• _Aim_: Exactly reproduce the lines from the one holding "One point goes on every instance of the small" through the final line of the listing below, with both ends included and nothing else.

Dataset rows on where objects appear:
%%
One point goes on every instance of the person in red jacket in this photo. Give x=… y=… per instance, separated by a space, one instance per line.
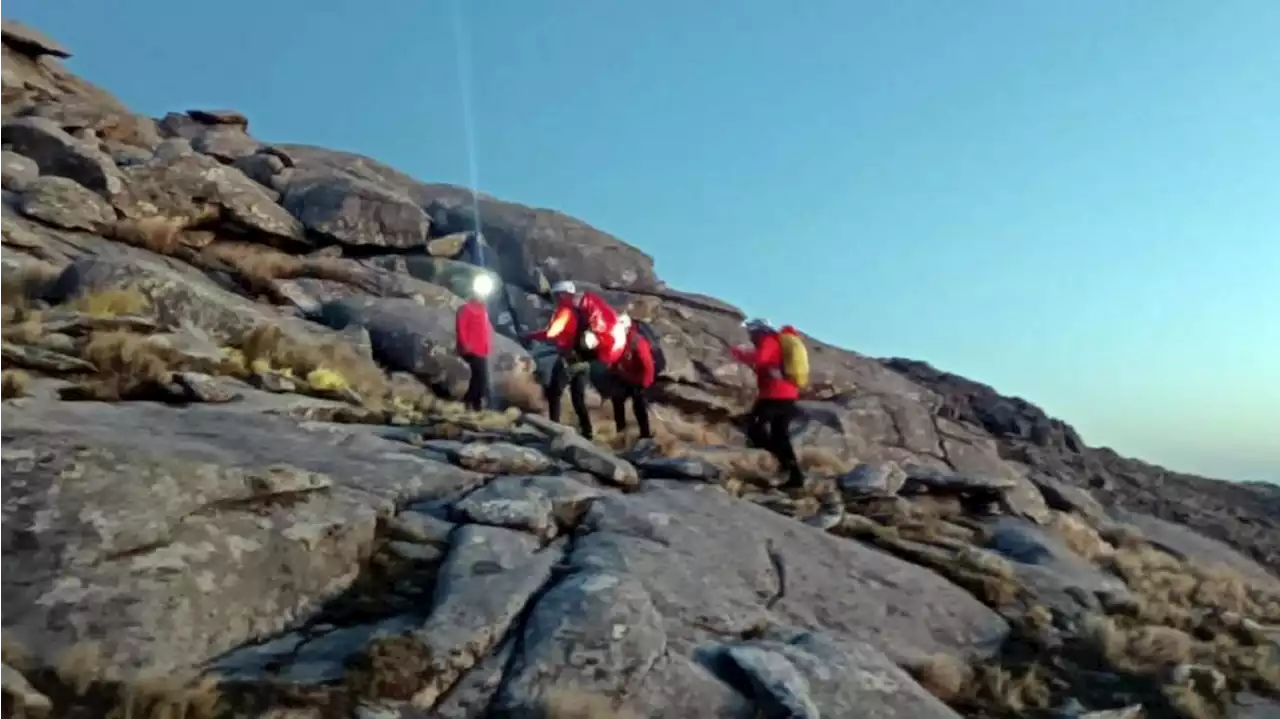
x=474 y=342
x=634 y=372
x=768 y=425
x=583 y=326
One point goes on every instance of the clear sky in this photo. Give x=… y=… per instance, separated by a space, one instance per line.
x=1074 y=201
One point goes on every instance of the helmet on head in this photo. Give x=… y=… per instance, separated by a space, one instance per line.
x=483 y=285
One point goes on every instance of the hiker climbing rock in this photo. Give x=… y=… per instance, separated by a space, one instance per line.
x=781 y=369
x=583 y=326
x=475 y=338
x=632 y=375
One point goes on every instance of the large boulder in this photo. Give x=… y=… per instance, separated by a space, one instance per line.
x=56 y=152
x=199 y=189
x=355 y=211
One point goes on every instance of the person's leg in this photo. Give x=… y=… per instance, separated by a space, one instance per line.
x=480 y=378
x=577 y=395
x=640 y=407
x=469 y=398
x=620 y=412
x=780 y=440
x=556 y=389
x=757 y=430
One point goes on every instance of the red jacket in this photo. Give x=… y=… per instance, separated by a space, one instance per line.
x=766 y=358
x=635 y=366
x=562 y=329
x=475 y=333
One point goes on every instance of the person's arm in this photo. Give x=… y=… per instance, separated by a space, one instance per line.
x=647 y=363
x=768 y=356
x=560 y=321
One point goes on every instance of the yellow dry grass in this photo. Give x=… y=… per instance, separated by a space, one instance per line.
x=990 y=686
x=570 y=704
x=13 y=384
x=159 y=234
x=112 y=302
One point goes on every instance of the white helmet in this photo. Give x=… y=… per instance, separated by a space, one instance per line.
x=565 y=287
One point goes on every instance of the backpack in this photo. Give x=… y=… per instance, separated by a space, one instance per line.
x=659 y=357
x=795 y=357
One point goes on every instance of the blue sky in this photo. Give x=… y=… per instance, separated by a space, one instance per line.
x=1073 y=201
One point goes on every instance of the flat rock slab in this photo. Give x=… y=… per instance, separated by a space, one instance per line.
x=484 y=585
x=167 y=562
x=709 y=563
x=595 y=632
x=589 y=458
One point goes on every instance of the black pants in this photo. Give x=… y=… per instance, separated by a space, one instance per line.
x=768 y=426
x=639 y=407
x=478 y=389
x=576 y=394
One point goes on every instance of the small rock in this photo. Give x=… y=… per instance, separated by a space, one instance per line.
x=595 y=461
x=199 y=387
x=173 y=147
x=508 y=504
x=677 y=467
x=225 y=143
x=219 y=118
x=416 y=526
x=260 y=168
x=449 y=246
x=873 y=477
x=17 y=170
x=30 y=41
x=414 y=552
x=273 y=381
x=62 y=202
x=502 y=458
x=16 y=686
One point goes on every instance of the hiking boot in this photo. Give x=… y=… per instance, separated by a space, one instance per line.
x=795 y=479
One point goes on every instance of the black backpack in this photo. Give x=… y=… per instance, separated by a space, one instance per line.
x=659 y=357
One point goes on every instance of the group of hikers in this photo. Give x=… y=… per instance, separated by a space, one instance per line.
x=622 y=358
%%
• _Response for this exercise_:
One point goes on every instance of the small rock in this photo. Give x=… y=… per instance, separated by a space, one instance per line.
x=595 y=461
x=199 y=387
x=173 y=147
x=508 y=504
x=677 y=467
x=225 y=143
x=219 y=118
x=416 y=526
x=260 y=168
x=449 y=246
x=873 y=477
x=17 y=170
x=30 y=41
x=414 y=552
x=273 y=381
x=62 y=202
x=502 y=458
x=16 y=686
One point goes on every instance of the hiking boot in this photo. Give x=… y=… per instance, separated by a space, one instance per line.
x=795 y=479
One point goes on every instance of the black backpack in this photo. Give x=… y=… per instance, separated by a space, one instance per line.
x=659 y=357
One point goes on every instance of the group of hikers in this photo. Give x=… y=… per instance, separated by a space, one instance per line.
x=622 y=358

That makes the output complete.